*Exercise brief*.
Turn everything in the material below, from the line containing "Pinpoint basketball hoop" down to the line containing "left=289, top=451, right=339, bottom=511", both ends included, into a JSON list of strings, one string per line, with blank lines left out.

Start of Raw data

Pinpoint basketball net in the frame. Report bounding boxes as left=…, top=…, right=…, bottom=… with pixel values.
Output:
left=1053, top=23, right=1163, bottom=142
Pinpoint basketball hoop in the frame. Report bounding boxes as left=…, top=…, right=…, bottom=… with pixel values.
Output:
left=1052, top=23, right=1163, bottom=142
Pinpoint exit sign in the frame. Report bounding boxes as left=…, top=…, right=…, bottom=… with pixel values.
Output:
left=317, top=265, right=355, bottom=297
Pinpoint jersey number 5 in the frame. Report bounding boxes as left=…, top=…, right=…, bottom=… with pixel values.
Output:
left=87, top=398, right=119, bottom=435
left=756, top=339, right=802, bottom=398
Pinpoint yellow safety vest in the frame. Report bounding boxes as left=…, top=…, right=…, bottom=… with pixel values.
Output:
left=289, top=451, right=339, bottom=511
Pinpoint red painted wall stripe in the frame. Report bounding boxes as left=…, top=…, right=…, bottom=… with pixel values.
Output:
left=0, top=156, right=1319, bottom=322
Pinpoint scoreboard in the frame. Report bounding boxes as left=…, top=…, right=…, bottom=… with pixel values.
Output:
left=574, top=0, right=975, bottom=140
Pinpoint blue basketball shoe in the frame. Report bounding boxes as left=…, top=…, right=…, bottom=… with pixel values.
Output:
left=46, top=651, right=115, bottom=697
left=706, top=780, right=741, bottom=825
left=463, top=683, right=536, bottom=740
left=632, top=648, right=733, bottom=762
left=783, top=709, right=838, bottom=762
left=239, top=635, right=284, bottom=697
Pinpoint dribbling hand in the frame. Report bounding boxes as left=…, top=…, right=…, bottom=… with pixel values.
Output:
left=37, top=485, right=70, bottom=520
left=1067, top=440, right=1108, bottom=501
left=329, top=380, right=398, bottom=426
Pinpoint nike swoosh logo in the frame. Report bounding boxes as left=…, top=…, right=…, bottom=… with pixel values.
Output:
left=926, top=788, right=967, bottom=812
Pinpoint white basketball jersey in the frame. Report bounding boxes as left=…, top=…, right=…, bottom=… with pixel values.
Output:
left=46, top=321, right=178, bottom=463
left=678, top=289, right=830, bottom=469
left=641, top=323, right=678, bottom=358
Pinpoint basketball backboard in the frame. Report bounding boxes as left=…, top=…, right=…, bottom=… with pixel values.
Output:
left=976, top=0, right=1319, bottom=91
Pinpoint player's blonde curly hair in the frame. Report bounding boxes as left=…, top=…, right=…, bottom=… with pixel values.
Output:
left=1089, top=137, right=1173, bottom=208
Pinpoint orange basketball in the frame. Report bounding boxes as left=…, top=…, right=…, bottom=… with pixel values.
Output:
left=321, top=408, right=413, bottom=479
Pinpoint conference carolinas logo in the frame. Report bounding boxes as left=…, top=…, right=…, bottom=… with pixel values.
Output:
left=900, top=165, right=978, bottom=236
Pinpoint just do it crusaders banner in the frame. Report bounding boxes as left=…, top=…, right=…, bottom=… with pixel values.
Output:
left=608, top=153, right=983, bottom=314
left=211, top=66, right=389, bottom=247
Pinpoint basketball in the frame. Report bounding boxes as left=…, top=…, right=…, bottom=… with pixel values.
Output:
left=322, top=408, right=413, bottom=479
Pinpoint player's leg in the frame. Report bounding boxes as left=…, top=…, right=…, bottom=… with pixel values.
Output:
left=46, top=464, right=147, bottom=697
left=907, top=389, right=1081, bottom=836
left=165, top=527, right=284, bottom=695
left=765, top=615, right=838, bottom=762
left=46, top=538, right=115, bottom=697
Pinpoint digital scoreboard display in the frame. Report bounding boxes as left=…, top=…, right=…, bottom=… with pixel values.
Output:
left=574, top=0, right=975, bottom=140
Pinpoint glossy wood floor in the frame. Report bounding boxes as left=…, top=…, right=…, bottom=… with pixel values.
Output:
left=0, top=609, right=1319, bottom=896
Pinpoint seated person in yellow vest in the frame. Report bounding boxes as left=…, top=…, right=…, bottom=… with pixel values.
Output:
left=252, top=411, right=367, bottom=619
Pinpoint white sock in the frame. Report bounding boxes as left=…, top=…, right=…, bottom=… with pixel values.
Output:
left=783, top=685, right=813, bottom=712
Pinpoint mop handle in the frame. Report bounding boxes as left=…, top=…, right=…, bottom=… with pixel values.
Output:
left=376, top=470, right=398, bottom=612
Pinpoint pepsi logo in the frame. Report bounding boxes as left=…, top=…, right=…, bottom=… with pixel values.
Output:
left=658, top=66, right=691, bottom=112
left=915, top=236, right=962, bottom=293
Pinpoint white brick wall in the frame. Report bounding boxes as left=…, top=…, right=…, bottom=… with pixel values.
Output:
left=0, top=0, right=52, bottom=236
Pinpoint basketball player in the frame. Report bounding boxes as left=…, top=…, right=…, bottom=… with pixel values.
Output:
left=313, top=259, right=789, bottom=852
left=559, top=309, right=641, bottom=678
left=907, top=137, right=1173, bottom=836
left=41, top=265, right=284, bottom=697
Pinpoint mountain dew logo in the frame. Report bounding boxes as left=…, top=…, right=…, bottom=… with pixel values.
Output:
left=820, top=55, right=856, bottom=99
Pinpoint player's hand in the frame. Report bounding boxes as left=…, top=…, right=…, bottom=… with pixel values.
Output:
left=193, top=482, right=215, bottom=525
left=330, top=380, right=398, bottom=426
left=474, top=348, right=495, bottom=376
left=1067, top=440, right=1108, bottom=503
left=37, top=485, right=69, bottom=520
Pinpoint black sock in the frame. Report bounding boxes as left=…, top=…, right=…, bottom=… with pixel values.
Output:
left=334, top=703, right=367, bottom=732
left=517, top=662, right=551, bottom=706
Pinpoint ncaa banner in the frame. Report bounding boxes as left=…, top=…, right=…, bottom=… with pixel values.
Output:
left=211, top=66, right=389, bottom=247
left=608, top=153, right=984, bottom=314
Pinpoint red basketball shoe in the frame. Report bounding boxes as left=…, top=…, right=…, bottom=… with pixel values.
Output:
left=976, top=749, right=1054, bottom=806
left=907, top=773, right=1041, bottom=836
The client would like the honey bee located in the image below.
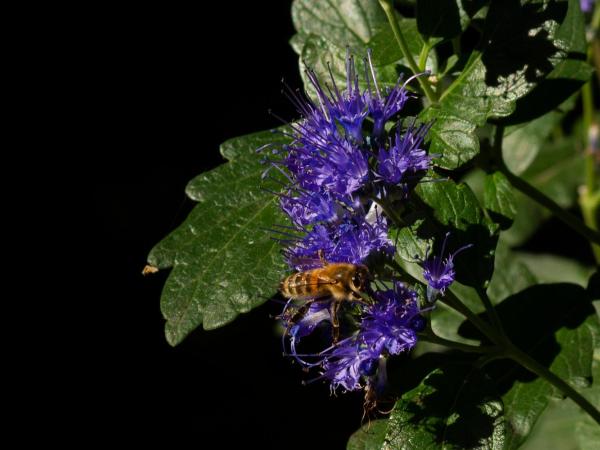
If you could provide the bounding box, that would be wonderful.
[279,255,372,343]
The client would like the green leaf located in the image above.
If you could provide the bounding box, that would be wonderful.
[417,0,487,40]
[502,95,577,175]
[148,132,285,345]
[513,252,594,287]
[483,172,517,229]
[421,1,578,169]
[503,136,585,246]
[474,283,600,448]
[346,419,388,450]
[503,0,593,124]
[415,180,497,286]
[519,387,600,450]
[383,366,504,450]
[292,0,386,48]
[431,241,537,344]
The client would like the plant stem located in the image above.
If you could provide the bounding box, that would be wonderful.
[492,125,600,244]
[506,344,600,424]
[500,164,600,244]
[579,24,600,263]
[419,44,431,72]
[379,0,437,103]
[476,287,504,334]
[439,291,506,345]
[371,196,406,227]
[581,81,596,194]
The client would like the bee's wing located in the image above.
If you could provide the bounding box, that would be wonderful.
[290,256,323,272]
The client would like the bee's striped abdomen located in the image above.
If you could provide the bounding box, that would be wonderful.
[279,270,325,299]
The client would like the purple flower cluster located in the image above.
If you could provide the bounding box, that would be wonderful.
[423,233,473,302]
[271,53,472,392]
[579,0,596,13]
[271,52,431,270]
[290,282,424,391]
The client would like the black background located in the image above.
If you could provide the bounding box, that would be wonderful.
[96,1,592,449]
[92,1,362,449]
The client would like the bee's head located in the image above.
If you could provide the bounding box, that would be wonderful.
[350,265,373,293]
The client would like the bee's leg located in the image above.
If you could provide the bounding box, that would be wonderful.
[288,298,316,330]
[317,249,329,267]
[329,300,340,345]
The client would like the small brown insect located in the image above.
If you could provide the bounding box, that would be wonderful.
[279,257,372,343]
[142,264,158,276]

End of Raw data

*Expected answer*.
[
  "Pinpoint basketball hoop in the frame. Report bounding boxes as left=…, top=…, right=…, bottom=… with pixel values.",
  "Output:",
  "left=1052, top=23, right=1163, bottom=142",
  "Pinpoint exit sign in the frame. Report bounding boxes as left=…, top=…, right=…, bottom=… with pixel values.",
  "Output:",
  "left=317, top=265, right=355, bottom=297",
  "Pinpoint jersey number 5 in the frame. Report bounding boxes as left=…, top=…, right=…, bottom=… with pixel values.",
  "Output:",
  "left=87, top=398, right=119, bottom=435",
  "left=756, top=339, right=802, bottom=398",
  "Pinpoint yellow safety vest in the frame. Report bounding boxes as left=…, top=…, right=…, bottom=… with pixel values.",
  "Output:",
  "left=289, top=451, right=339, bottom=511"
]